TEXTAUSZUG:

++++

2Das »Prile-Projekt« verfolgt daher zwei eng miteinander verflochtene Ziele. Zum einen sollen die Ausdehnung und der Verlandungsprozess der Lagune im nördlichen Teil der Grosseto-Ebene zeitlich eingeordnet werden, zum anderen sollen antike Infrastrukturen untersucht werden, die von der Beziehung Vetulonias mit der Lagune zeugen. Die Entwicklung der städtischen Infrastruktur als Reaktion auf die umfassenden Landschaftsveränderungen soll schließlich Aspekte der Strategien beleuchten, mit denen sich die Bewohner der Region an die sich ständig verändernde Umwelt angepasst haben.
Vorspann: die Arbeiten von 2016 bis 2018
3Im Rahmen des »Prile-Projektes« wurden zwischen 2016 und 2018 geomagnetische Prospektionen in der Ebene unmittelbar im Osten des Hügels von Vetulonia durchgeführt [2]. Insgesamt wurde eine Fläche von ca. 19,5 Hektar untersucht, die auf der Basis von topographischen und verkehrstechnischen Überlegungen im Hinblick auf das etruskische Zentrum Vetulonia ausgewählt wurde. In der Ortschaft Badia Vecchia – die bereits auf archäologischen Karten der Region verzeichnet war – führten die Prospektionen zur Entdeckung einer monumentalen Anlage, die aus einer ca. 600 m langen linearen und mehreren kleineren, rechtwinkligen Anomalien besteht (Abb. 2. 3). Die gesamte Anlage nimmt ca. 260 bis 280 x 90 m ein. Die gebogene Form der linearen Anomalie und ihre beträchtliche Dimension erinnerten zunächst an eine Hafeninfrastruktur: Im Anschluss durchgeführte Bohrungen in Zusammenarbeit mit dem Institut für Geographische Wissenschaften der Freien Universität Berlin lieferten jedoch keine Hinweise auf Stillwassersedimente innerhalb dieser Struktur. Stillwassersedimente werden durch stehende Wasserkörper mit einer gewissen Wassertiefe abgelagert, so dass diese Sedimente auf ehemals schiffbare Bereiche hinweisen. Die Verbreitung von Stillwassersedimenten in der antiken Lagune konnte dagegen unmittelbar südlich der Anomalien dokumentiert werden (vgl. Abb. 4). Die Radiokarbondatierungen der Sedimente ergaben eine zeitliche Übereinstimmung zur Phase des etruskischen Zentrums in Vetulonia.

++++

DATENABSCHNITT:
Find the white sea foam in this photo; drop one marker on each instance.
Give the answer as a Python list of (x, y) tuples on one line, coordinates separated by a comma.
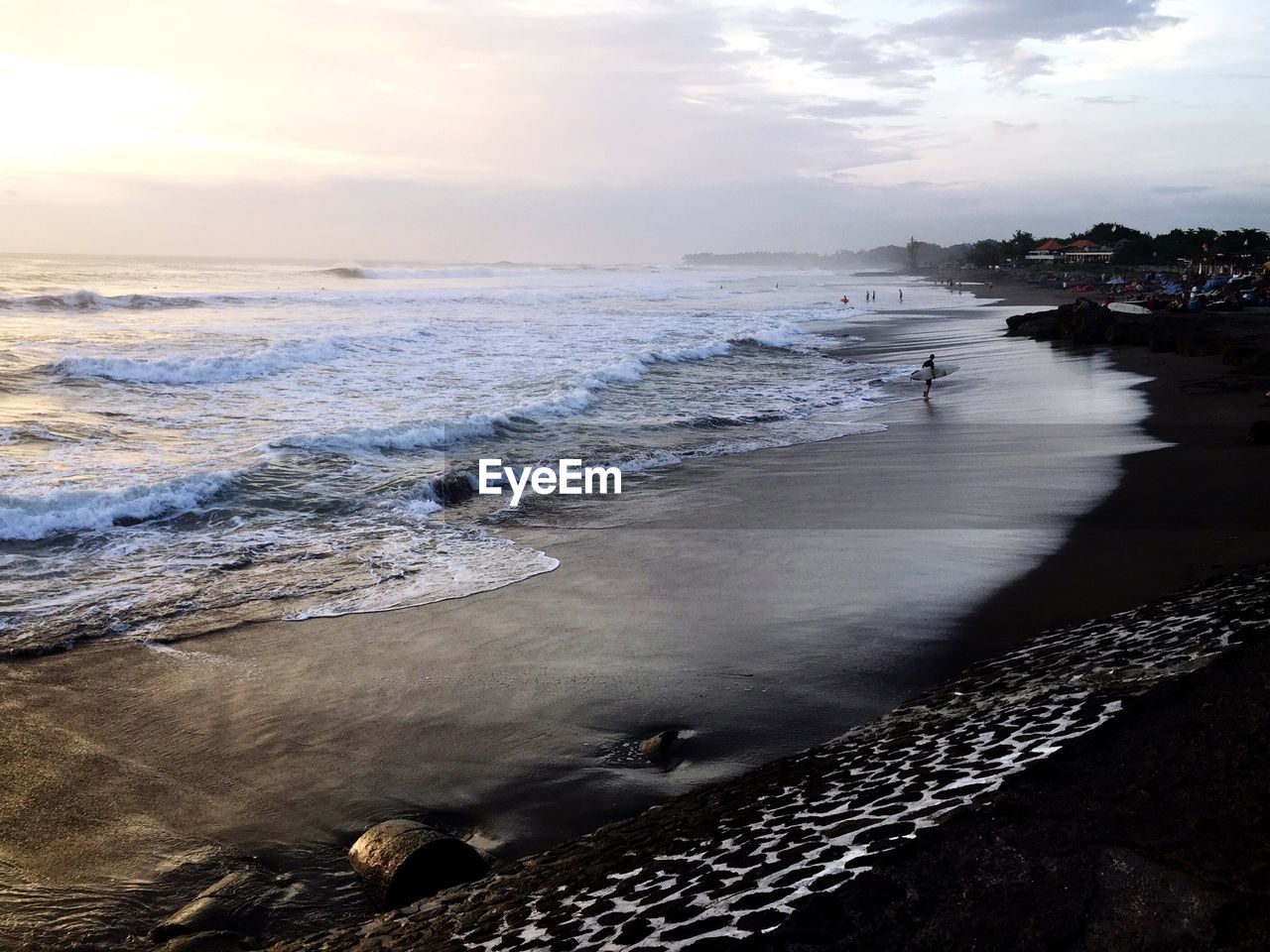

++++

Prüfen Sie, ob die folgenden Aussagen mit dem Textauszug zum Prile-Projekt übereinstimmen, und belegen Sie jedes Ja oder Nein mit den entscheidenden Worten des Textauszugs im genauen Wortlaut.
(a) Die geomagnetischen Prospektionen erstreckten sich auf eine Fläche von ca. 19,5 Hektar.
(b) Die Bohrungen wiesen Stillwassersedimente innerhalb der linearen Anomalie nach.
(c) Die Prospektionen fanden in der Ebene westlich des Hügels von Vetulonia statt.
Stützen Sie sich ausschließlich auf den Textauszug.

LÖSUNG:
(a) Ja: „Insgesamt wurde eine Fläche von ca. 19,5 Hektar untersucht“
(b) Nein: „lieferten jedoch keine Hinweise auf Stillwassersedimente innerhalb dieser Struktur“
(c) Nein: „in der Ebene unmittelbar im Osten des Hügels von Vetulonia“